→ **WHAT IS EXPECTED**: Can you reproduce the records word for word, from their start through the line holding "xmin=14 ymin=117 xmax=235 ymax=209", inclusive? Leave the pictures out.

→ **RECORDS FOR THE TASK**:
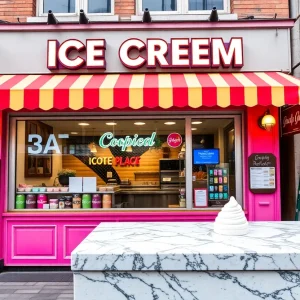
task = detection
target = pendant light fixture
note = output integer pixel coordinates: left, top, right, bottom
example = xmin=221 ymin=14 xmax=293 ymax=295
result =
xmin=126 ymin=146 xmax=132 ymax=152
xmin=91 ymin=128 xmax=97 ymax=153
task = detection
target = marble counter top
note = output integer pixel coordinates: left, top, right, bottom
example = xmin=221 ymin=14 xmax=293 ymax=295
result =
xmin=71 ymin=222 xmax=300 ymax=271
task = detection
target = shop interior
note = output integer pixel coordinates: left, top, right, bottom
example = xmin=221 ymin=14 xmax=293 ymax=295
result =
xmin=14 ymin=117 xmax=235 ymax=209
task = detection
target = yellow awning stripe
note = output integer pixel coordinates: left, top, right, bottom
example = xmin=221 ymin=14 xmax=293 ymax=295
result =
xmin=0 ymin=75 xmax=15 ymax=85
xmin=99 ymin=74 xmax=120 ymax=109
xmin=9 ymin=75 xmax=41 ymax=110
xmin=40 ymin=75 xmax=67 ymax=110
xmin=208 ymin=73 xmax=230 ymax=107
xmin=158 ymin=74 xmax=173 ymax=108
xmin=232 ymin=73 xmax=257 ymax=107
xmin=69 ymin=75 xmax=93 ymax=110
xmin=184 ymin=74 xmax=202 ymax=108
xmin=129 ymin=74 xmax=145 ymax=109
xmin=255 ymin=73 xmax=284 ymax=107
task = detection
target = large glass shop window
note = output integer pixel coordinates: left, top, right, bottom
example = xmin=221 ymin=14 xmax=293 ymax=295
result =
xmin=192 ymin=118 xmax=240 ymax=208
xmin=11 ymin=118 xmax=186 ymax=211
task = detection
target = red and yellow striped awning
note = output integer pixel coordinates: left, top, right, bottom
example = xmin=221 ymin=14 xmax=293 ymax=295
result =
xmin=0 ymin=72 xmax=300 ymax=110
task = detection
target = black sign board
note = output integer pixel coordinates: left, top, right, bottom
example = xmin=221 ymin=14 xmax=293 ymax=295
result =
xmin=248 ymin=153 xmax=276 ymax=194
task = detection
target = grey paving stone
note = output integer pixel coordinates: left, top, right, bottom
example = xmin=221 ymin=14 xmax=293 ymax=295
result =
xmin=0 ymin=285 xmax=32 ymax=291
xmin=15 ymin=289 xmax=41 ymax=294
xmin=4 ymin=294 xmax=36 ymax=300
xmin=40 ymin=289 xmax=71 ymax=294
xmin=31 ymin=293 xmax=59 ymax=300
xmin=43 ymin=285 xmax=70 ymax=290
xmin=34 ymin=282 xmax=47 ymax=288
xmin=0 ymin=289 xmax=16 ymax=295
xmin=45 ymin=282 xmax=70 ymax=286
xmin=0 ymin=271 xmax=73 ymax=282
xmin=61 ymin=289 xmax=73 ymax=294
xmin=0 ymin=282 xmax=26 ymax=286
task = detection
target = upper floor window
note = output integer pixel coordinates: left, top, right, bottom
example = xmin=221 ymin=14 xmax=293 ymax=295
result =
xmin=39 ymin=0 xmax=113 ymax=15
xmin=137 ymin=0 xmax=229 ymax=14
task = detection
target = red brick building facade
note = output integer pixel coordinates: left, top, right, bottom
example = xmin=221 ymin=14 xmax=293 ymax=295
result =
xmin=0 ymin=0 xmax=289 ymax=22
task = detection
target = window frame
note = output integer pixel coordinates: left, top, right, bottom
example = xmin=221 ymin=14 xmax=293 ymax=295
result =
xmin=136 ymin=0 xmax=230 ymax=16
xmin=5 ymin=111 xmax=243 ymax=213
xmin=36 ymin=0 xmax=115 ymax=17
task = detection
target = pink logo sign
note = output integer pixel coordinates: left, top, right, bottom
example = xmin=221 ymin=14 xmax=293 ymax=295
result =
xmin=167 ymin=132 xmax=182 ymax=148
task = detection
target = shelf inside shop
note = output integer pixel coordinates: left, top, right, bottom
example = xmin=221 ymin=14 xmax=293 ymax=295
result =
xmin=134 ymin=171 xmax=159 ymax=174
xmin=16 ymin=190 xmax=119 ymax=195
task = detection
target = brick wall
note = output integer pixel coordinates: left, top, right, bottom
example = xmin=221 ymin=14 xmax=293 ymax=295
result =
xmin=230 ymin=0 xmax=289 ymax=18
xmin=115 ymin=0 xmax=135 ymax=17
xmin=0 ymin=0 xmax=289 ymax=22
xmin=0 ymin=0 xmax=36 ymax=22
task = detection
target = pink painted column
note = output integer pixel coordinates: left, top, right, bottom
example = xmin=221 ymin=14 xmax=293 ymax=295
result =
xmin=244 ymin=106 xmax=281 ymax=221
xmin=0 ymin=111 xmax=6 ymax=260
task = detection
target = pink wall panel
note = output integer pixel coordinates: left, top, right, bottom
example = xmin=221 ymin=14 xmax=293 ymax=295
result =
xmin=244 ymin=106 xmax=281 ymax=221
xmin=11 ymin=225 xmax=57 ymax=259
xmin=63 ymin=225 xmax=97 ymax=259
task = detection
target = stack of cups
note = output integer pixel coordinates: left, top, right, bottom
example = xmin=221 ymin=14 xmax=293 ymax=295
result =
xmin=82 ymin=194 xmax=92 ymax=209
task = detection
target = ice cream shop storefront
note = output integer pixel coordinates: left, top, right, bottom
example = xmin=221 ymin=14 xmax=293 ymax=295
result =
xmin=0 ymin=20 xmax=300 ymax=266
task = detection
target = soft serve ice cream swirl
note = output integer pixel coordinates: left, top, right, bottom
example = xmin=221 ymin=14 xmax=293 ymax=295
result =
xmin=214 ymin=197 xmax=248 ymax=235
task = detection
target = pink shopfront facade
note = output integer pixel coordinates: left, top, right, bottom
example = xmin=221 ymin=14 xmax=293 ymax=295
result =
xmin=0 ymin=20 xmax=300 ymax=266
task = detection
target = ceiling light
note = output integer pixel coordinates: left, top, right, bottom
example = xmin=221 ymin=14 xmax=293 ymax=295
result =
xmin=258 ymin=110 xmax=276 ymax=131
xmin=126 ymin=146 xmax=132 ymax=152
xmin=91 ymin=142 xmax=97 ymax=153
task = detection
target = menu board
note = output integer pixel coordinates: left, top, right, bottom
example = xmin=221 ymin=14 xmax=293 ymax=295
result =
xmin=194 ymin=188 xmax=208 ymax=207
xmin=208 ymin=167 xmax=229 ymax=205
xmin=249 ymin=153 xmax=276 ymax=194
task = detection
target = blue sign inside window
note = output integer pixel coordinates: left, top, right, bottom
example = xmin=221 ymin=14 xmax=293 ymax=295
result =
xmin=193 ymin=149 xmax=220 ymax=165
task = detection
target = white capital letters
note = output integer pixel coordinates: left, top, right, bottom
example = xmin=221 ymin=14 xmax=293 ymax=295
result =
xmin=147 ymin=39 xmax=169 ymax=68
xmin=58 ymin=40 xmax=85 ymax=70
xmin=192 ymin=38 xmax=210 ymax=68
xmin=44 ymin=134 xmax=60 ymax=154
xmin=47 ymin=40 xmax=58 ymax=70
xmin=119 ymin=39 xmax=146 ymax=69
xmin=171 ymin=39 xmax=190 ymax=67
xmin=211 ymin=38 xmax=244 ymax=68
xmin=86 ymin=40 xmax=106 ymax=69
xmin=28 ymin=134 xmax=43 ymax=154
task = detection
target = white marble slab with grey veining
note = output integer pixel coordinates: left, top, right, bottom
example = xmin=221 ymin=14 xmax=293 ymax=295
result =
xmin=71 ymin=222 xmax=300 ymax=272
xmin=74 ymin=271 xmax=300 ymax=300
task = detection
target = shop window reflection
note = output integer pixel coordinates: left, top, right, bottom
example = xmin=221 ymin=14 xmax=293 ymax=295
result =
xmin=192 ymin=118 xmax=236 ymax=208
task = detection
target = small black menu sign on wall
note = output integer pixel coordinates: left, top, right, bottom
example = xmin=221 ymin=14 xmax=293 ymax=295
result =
xmin=248 ymin=153 xmax=276 ymax=194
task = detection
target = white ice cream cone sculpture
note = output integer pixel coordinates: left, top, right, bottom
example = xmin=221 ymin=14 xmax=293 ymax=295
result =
xmin=214 ymin=197 xmax=248 ymax=235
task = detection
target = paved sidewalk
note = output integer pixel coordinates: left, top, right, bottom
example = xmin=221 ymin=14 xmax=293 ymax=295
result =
xmin=0 ymin=282 xmax=73 ymax=300
xmin=0 ymin=272 xmax=73 ymax=300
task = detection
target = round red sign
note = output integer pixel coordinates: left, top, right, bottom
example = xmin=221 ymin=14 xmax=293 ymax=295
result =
xmin=167 ymin=132 xmax=182 ymax=148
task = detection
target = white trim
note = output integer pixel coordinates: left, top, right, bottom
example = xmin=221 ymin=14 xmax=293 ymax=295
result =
xmin=131 ymin=11 xmax=238 ymax=22
xmin=36 ymin=0 xmax=113 ymax=16
xmin=7 ymin=110 xmax=245 ymax=213
xmin=27 ymin=14 xmax=119 ymax=23
xmin=136 ymin=0 xmax=230 ymax=17
xmin=11 ymin=224 xmax=57 ymax=260
xmin=185 ymin=116 xmax=193 ymax=210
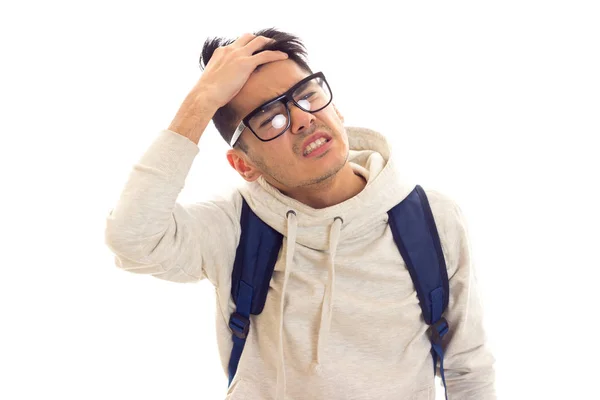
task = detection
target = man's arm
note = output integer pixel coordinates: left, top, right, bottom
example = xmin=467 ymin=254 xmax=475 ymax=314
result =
xmin=105 ymin=130 xmax=241 ymax=286
xmin=437 ymin=193 xmax=496 ymax=400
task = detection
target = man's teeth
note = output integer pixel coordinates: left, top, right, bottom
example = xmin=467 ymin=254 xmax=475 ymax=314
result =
xmin=304 ymin=138 xmax=327 ymax=156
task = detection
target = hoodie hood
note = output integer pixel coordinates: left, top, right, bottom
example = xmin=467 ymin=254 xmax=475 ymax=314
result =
xmin=239 ymin=127 xmax=416 ymax=400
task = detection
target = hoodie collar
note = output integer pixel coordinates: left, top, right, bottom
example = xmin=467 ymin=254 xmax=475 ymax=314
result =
xmin=239 ymin=127 xmax=415 ymax=400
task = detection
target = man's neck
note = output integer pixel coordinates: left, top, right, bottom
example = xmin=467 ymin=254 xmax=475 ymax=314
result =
xmin=284 ymin=164 xmax=367 ymax=209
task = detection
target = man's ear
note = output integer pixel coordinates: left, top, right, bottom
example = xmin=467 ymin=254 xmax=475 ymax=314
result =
xmin=332 ymin=103 xmax=344 ymax=123
xmin=227 ymin=149 xmax=260 ymax=182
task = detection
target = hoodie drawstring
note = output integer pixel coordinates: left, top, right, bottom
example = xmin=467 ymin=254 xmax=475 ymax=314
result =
xmin=275 ymin=210 xmax=344 ymax=400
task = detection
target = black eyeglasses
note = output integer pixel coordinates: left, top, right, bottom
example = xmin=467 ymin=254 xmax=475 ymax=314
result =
xmin=229 ymin=72 xmax=333 ymax=147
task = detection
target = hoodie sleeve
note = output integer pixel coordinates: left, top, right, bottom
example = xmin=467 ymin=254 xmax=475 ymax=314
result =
xmin=105 ymin=130 xmax=241 ymax=287
xmin=437 ymin=192 xmax=496 ymax=400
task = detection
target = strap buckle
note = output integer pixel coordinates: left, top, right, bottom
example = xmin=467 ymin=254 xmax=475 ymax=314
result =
xmin=429 ymin=317 xmax=448 ymax=343
xmin=229 ymin=311 xmax=250 ymax=339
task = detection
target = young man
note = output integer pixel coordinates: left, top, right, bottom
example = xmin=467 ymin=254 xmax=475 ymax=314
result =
xmin=106 ymin=29 xmax=496 ymax=400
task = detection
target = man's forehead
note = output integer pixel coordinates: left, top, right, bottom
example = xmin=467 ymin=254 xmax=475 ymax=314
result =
xmin=238 ymin=69 xmax=308 ymax=112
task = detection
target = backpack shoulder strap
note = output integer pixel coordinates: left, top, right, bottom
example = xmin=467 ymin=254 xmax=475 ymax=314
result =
xmin=229 ymin=198 xmax=283 ymax=385
xmin=388 ymin=185 xmax=450 ymax=398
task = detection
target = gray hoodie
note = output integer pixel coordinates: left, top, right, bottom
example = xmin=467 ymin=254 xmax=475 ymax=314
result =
xmin=105 ymin=127 xmax=496 ymax=400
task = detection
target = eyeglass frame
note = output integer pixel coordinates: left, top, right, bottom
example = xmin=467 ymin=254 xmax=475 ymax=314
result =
xmin=229 ymin=71 xmax=333 ymax=148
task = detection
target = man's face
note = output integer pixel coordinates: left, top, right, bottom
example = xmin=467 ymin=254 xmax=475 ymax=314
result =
xmin=227 ymin=59 xmax=349 ymax=193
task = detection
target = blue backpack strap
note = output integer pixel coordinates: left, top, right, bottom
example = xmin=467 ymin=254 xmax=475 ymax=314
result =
xmin=388 ymin=185 xmax=450 ymax=400
xmin=229 ymin=198 xmax=283 ymax=385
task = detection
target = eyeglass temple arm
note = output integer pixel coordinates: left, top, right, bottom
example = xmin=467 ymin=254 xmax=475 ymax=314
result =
xmin=229 ymin=121 xmax=246 ymax=147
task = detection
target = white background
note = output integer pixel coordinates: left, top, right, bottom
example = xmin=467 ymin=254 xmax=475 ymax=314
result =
xmin=0 ymin=0 xmax=600 ymax=400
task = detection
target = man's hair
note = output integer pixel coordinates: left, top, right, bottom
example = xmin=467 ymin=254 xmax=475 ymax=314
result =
xmin=200 ymin=28 xmax=313 ymax=154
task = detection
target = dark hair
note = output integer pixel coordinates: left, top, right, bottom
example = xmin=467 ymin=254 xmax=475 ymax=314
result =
xmin=200 ymin=28 xmax=313 ymax=153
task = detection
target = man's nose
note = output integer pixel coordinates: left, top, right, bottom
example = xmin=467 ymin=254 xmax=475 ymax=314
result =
xmin=288 ymin=101 xmax=315 ymax=134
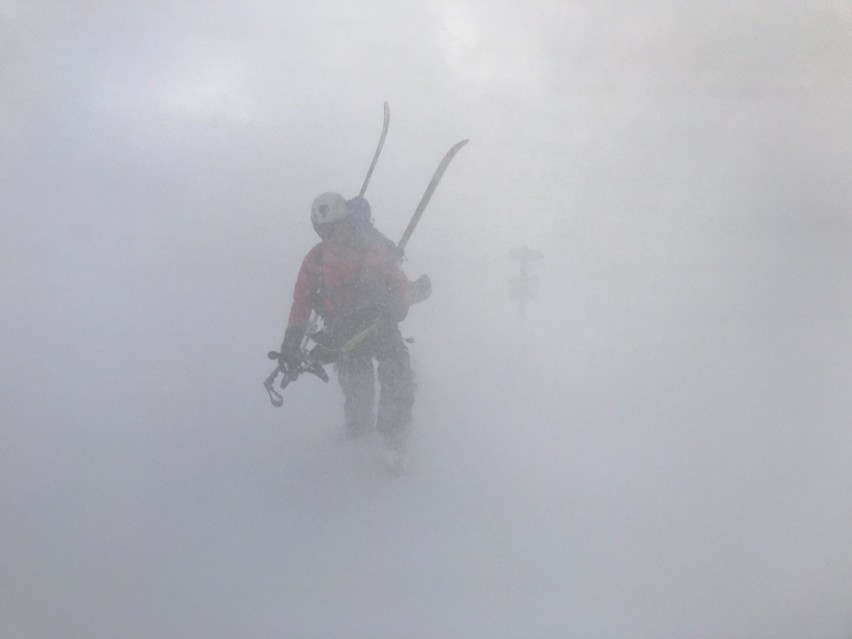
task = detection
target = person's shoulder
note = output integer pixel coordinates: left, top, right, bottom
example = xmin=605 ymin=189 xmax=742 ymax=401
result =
xmin=371 ymin=231 xmax=396 ymax=254
xmin=302 ymin=242 xmax=325 ymax=266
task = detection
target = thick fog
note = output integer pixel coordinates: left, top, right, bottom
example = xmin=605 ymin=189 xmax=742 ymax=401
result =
xmin=0 ymin=0 xmax=852 ymax=639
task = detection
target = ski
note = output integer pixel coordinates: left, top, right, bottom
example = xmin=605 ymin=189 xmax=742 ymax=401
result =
xmin=358 ymin=102 xmax=390 ymax=197
xmin=396 ymin=140 xmax=468 ymax=255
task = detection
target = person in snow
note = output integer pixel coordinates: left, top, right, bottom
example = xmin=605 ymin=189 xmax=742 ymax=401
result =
xmin=279 ymin=192 xmax=431 ymax=454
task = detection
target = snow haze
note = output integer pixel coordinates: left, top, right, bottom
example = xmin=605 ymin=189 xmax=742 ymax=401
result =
xmin=0 ymin=0 xmax=852 ymax=639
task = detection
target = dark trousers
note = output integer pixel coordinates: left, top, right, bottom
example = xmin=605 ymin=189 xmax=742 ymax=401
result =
xmin=337 ymin=323 xmax=415 ymax=450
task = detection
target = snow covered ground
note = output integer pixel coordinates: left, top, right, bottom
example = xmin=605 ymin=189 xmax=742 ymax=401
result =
xmin=0 ymin=0 xmax=852 ymax=639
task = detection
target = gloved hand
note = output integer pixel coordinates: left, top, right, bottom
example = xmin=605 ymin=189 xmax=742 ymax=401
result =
xmin=278 ymin=326 xmax=305 ymax=373
xmin=408 ymin=274 xmax=432 ymax=304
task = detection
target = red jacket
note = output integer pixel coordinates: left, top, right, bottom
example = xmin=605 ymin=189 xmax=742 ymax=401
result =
xmin=287 ymin=237 xmax=410 ymax=328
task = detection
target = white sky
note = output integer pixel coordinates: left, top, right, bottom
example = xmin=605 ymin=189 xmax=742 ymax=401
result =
xmin=0 ymin=0 xmax=852 ymax=639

→ **FINISHED TASK**:
task = detection
target = pendant light fixture
note = output integer pixel coordinates: left, top, right, bottom
example = xmin=221 ymin=14 xmax=293 ymax=295
result =
xmin=126 ymin=146 xmax=132 ymax=152
xmin=91 ymin=128 xmax=97 ymax=153
task = detection
target = marble counter top
note = output integer pixel coordinates: left, top, right, bottom
example = xmin=221 ymin=14 xmax=293 ymax=295
result =
xmin=71 ymin=222 xmax=300 ymax=271
task = detection
target = shop interior
note = output integer pixel coordinates: left, top, right, bottom
example = xmin=221 ymin=14 xmax=293 ymax=295
result =
xmin=14 ymin=117 xmax=235 ymax=209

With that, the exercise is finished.